• **EXCERPT**
This topic describes how to call Spark DataFrame API operations to develop a streaming job to consume Log Service data.

Sample code

## StructuredLoghubWordCount.Scala

object StructuredLoghubSample {
  def main(args: Array[String]) {
    if (args.length < 7) {
      System.err.println("Usage: StructuredLoghubSample <logService-project> " +
        "<logService-store> <access-key-id> <access-key-secret> <endpoint> " +
        "<starting-offsets> <max-offsets-per-trigger> [<checkpoint-location>]")
      System.exit(1)
    }

    val Array(project, logStore, accessKeyId, accessKeySecret, endpoint, startingOffsets, maxOffsetsPerTrigger, outputPath, _*) = args
    val checkpointLocation =
      if (args.length > 8) args(8) else "/tmp/temporary-" + UUID.randomUUID.toString

    val spark = SparkSession
      .builder
      .appName("StructuredLoghubSample")
      .master("local[5]")

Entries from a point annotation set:
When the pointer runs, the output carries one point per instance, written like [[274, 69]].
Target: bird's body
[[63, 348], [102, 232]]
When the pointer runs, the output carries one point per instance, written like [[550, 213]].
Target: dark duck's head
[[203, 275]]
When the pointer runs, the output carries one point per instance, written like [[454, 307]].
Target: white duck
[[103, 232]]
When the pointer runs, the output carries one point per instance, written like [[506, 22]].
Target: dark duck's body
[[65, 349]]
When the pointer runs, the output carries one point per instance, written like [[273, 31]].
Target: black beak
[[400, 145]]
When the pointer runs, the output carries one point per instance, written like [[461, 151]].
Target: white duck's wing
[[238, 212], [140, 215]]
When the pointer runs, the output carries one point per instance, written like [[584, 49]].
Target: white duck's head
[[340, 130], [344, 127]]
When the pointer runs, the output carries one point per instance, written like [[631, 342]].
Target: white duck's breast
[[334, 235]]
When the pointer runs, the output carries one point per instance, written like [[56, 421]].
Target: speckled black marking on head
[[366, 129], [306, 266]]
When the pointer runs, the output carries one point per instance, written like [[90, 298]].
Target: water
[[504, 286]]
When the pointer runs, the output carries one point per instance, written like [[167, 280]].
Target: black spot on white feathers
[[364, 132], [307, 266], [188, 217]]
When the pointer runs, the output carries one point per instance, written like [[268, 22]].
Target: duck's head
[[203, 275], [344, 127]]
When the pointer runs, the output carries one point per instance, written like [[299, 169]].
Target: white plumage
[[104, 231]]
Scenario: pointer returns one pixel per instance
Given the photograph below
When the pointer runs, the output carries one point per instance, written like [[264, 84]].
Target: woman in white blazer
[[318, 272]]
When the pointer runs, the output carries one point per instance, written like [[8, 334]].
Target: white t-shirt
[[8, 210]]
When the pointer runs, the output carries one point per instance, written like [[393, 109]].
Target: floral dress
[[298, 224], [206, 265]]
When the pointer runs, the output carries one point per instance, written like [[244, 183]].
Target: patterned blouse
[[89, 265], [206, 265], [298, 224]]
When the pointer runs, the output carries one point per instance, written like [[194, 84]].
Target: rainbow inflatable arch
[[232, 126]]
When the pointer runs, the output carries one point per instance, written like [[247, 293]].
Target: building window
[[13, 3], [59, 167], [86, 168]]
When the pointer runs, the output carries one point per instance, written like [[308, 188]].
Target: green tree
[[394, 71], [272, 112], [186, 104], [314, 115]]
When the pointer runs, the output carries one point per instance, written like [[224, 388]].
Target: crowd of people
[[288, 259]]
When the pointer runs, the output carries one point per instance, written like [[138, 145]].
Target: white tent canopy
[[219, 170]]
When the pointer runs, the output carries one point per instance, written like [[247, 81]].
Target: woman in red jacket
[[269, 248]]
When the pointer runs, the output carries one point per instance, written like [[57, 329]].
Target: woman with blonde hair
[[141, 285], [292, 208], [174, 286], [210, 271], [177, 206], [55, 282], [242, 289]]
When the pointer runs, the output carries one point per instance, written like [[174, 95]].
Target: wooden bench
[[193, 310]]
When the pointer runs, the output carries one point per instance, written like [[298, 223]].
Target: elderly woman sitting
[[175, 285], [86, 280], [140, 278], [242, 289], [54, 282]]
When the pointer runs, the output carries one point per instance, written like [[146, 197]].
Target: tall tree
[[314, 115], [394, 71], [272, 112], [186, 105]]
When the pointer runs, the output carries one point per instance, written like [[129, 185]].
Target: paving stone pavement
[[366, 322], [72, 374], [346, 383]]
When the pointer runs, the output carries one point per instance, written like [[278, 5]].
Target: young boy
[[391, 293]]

• **REQUIREMENT A**
In the records, rewrite only the part that opens with the line containing "like [[247, 293]]." and closes with the line containing "[[175, 285], [86, 280], [140, 278], [242, 289], [54, 282]]", changing "Target" to "Label" and leaving everything else as it is.
• **REQUIREMENT B**
Finish out the next part of the Spark streaming code for consuming Log Service data, continuing from where it stops.
The text and the records are separate, unrelated material.

• **WRITTEN ANSWER A**
When the pointer runs, the output carries one point per instance, written like [[247, 293]].
Label: building window
[[13, 3], [59, 167], [86, 168]]
When the pointer runs, the output carries one point per instance, written like [[308, 188]].
Label: green tree
[[394, 71], [272, 112], [186, 104], [314, 115]]
When the pointer runs, the output carries one point per instance, written like [[224, 388]].
Label: crowd of people
[[288, 259]]
When the pointer runs, the output carries one point per instance, written like [[138, 145]].
Label: white tent canopy
[[219, 170]]
When the pointer runs, the output carries one point per instance, written like [[247, 81]].
Label: woman in red jacket
[[269, 248]]
When the pointer runs, the output carries one point per instance, written like [[57, 329]].
Label: woman with blonde hair
[[141, 285], [292, 208], [174, 286], [210, 271], [177, 206], [55, 282], [242, 289]]
When the pointer runs, the output carries one point per instance, written like [[174, 95]].
Label: wooden bench
[[193, 310]]
When the pointer runs, the output carries one point per instance, written like [[298, 223]].
Label: elderly woman sitting
[[175, 285], [86, 280], [140, 278], [242, 289], [54, 282]]

• **WRITTEN ANSWER B**
      .getOrCreate()

    import spark.implicits. _

    // Create a dataset to represent the stream of input lines from LogHub.
    val lines = spark
      .readStream
      .format("loghub")
      .option("sls.project", project)
      .option("sls.store", logStore)
      .option("access.key.id", accessKeyId)
      .option("access.key.secret", accessKeySecret)
      .option("endpoint", endpoint)
      .option("startingoffsets", startingOffsets)
      .option("zookeeper.connect.address", "localhost:2181")
      .option("maxOffsetsPerTrigger", maxOffsetsPerTrigger)
      .load()
      .selectExpr("CAST(content AS STRING)")
      .as[String]

    val query = lines.writeStream
      .format("parquet")
      .option("checkpointLocation", checkpointLocation)
      .option("path", outputPath)
      .outputMode("append")
      .trigger(Trigger.ProcessingTime(30000))
      .start()

    query.awaitTermination()
  }
}
Note For more information about the Maven project object model (POM) file, see aliyun-emapreduce-demo.

Compilation and running

## Compile and run a command.
mvn clean package -DskipTests

## After the compiled command is run, the JAR file of the job is stored in the target/shaded/ directory.

## Submit and run the job.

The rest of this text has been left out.